I never gave a second thought to eating cut onions.
Oftentimes I’d use half an onion. And then store the other half in the refrigerator, until I needed to use it in another meal.
It didn’t kill me and I’m hear to tell you about it.
But, then, I saw a social media post warning against using cut onions. Supposedly they became toxic if you didn’t use them immediately afterward.
So I stopped doing this. If an onion sat unused for more than a few hours (or a day at the very most) I threw it away.
Now, I realize I was probably tossing out perfectly good food.
And that I was misled by social media posts that apparently fall into the category of “fake news.”
It appears to be an onion hoax.
Plus, I’ve lived all my life without hearing onion warnings. So did my mother. So did my grandmother.
If people were getting sick from cut onions, somebody would have said something, before now.

• • • •

**Required work:**
1 - In the post about cut onions, what reason does the writer give for starting to throw away onions that sat unused for more than a few hours? Answer in one to three sentences.
2 - Write the next part of the post about cut onions, starting after its last sentence.

**Dataset records:**
• • • •

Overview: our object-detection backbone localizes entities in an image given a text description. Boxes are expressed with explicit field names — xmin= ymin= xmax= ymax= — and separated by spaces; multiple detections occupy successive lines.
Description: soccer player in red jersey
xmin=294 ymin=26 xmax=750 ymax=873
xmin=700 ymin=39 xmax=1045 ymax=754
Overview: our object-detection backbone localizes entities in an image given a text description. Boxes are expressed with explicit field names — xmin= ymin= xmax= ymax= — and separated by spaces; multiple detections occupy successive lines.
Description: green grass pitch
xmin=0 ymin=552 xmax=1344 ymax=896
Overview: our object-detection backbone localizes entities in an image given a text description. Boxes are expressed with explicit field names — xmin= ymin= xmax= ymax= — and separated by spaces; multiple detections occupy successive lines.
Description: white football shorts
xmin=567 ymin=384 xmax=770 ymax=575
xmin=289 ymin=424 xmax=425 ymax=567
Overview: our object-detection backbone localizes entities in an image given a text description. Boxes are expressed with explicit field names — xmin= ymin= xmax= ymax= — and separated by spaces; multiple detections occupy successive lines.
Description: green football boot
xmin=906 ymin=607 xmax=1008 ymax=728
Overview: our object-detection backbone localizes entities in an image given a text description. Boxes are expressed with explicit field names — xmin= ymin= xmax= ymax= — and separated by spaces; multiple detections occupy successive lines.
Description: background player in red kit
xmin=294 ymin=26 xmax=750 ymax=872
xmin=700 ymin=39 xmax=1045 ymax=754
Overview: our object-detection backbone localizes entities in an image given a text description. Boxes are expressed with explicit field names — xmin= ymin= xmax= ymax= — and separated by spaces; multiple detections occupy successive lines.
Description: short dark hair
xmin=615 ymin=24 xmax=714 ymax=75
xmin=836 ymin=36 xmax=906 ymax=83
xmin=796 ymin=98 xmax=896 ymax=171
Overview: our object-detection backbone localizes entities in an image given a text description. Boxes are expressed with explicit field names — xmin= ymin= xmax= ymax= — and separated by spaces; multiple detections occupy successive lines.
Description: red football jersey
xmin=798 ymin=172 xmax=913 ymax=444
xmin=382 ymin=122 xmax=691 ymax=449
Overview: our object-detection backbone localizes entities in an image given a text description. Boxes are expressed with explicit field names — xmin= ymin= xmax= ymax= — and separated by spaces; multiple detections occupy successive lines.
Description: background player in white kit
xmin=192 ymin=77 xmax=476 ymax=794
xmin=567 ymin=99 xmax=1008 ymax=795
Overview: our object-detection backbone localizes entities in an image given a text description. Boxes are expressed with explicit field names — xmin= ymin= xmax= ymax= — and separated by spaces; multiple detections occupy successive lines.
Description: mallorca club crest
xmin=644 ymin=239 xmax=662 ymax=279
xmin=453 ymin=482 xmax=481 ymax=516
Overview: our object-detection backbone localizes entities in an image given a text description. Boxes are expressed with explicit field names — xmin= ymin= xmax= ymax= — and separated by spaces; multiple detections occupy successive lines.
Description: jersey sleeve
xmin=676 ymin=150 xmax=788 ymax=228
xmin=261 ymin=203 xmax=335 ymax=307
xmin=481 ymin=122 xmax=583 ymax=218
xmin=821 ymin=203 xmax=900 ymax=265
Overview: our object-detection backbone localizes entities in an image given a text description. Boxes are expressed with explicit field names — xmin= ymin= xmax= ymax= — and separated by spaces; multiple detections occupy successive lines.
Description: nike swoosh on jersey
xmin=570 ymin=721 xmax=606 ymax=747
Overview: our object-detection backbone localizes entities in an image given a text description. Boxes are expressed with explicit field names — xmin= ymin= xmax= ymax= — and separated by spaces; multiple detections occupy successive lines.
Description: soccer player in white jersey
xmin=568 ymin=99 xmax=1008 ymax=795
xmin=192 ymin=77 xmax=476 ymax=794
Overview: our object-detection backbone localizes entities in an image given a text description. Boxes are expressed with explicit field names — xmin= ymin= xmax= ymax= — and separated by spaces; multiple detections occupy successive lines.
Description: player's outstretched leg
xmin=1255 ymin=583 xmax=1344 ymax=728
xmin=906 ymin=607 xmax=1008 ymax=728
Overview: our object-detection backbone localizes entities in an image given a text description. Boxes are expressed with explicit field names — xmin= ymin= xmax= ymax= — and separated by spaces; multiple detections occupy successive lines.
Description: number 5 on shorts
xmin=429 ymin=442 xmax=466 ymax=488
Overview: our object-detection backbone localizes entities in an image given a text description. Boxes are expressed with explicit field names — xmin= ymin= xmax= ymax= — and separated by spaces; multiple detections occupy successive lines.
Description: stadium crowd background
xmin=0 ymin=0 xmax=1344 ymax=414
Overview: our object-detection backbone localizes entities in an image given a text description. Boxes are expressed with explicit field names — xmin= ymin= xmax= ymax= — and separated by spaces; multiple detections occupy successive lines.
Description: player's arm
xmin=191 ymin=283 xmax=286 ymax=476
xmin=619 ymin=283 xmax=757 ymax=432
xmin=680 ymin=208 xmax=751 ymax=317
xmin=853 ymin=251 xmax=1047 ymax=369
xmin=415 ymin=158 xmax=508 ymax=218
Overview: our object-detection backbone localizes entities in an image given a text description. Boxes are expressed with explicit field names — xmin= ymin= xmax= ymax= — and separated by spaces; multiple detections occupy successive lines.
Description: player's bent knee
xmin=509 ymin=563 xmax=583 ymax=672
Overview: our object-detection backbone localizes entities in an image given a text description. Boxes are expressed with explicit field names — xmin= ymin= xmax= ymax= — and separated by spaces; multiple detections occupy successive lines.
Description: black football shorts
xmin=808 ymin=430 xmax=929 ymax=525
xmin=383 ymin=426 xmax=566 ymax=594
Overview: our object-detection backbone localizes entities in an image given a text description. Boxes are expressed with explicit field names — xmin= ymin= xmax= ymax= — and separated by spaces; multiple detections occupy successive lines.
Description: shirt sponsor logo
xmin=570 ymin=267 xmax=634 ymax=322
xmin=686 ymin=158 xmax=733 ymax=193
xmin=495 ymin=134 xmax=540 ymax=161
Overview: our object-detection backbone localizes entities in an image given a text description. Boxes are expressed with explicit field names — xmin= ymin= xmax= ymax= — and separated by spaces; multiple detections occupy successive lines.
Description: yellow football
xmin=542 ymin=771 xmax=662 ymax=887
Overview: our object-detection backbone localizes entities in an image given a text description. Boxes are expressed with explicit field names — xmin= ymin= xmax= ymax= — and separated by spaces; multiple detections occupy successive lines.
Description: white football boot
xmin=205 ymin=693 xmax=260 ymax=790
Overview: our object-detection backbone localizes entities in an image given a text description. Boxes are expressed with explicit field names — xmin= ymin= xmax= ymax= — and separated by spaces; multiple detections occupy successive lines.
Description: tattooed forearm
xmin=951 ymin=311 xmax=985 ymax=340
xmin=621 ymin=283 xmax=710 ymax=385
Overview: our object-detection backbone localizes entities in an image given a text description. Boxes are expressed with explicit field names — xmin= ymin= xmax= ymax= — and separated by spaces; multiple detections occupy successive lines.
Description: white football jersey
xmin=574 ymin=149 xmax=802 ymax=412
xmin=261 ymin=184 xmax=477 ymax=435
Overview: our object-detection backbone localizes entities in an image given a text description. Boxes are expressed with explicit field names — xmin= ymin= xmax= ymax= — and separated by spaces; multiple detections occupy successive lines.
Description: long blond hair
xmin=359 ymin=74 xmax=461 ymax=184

• • • •

**Written answers:**
1 - The writer saw a social media post warning against using cut onions. It claimed they became toxic if they weren't used right after being cut.

2 -
But I’m still curious about onions. What’s the deal. And how long can you keep them after cutting, before you need to throw them out.
Are Leftover Onions Dangerous?
I was unable to find any scientific studies that attempted to answer this question.
But I was able to unearth a couple of medical opinions, and the prevailing consensus that cut onions are safe. (So now I’m going to stop throwing them out.)
Plus, we have the collective wisdom of generations of mothers and grandmothers.
Cooks have used onions for thousands of years. Never, until now, have they caused so much panic.
The esteemed McGill University in Canada published a piece on onions in 2017. This article debunked the notion that cut onions are toxic.
(Rumors that cut onions are dangerous seem related to the idea that onions germ magnets, and leaving them exposed to the air will attracted potentially dangerous microbes.)
The author noted that, in fact, the opposite is true. Onions contain sulphur, an element noted for its natural antibacterial properties.
Also, author Joe Schwarcz PhD pointed out that onions are good for us. (So we shouldn’t fear them.) Onion consumption is linked to a lowered incidence of stomach cancer, according to Dr. Schwarcz.
The takeaway message is that cut onions are no less safe than any other type of leftover food. Proper storage is needed. If they start to look or smell funky toss them out.
Are Cut Onions Toxic?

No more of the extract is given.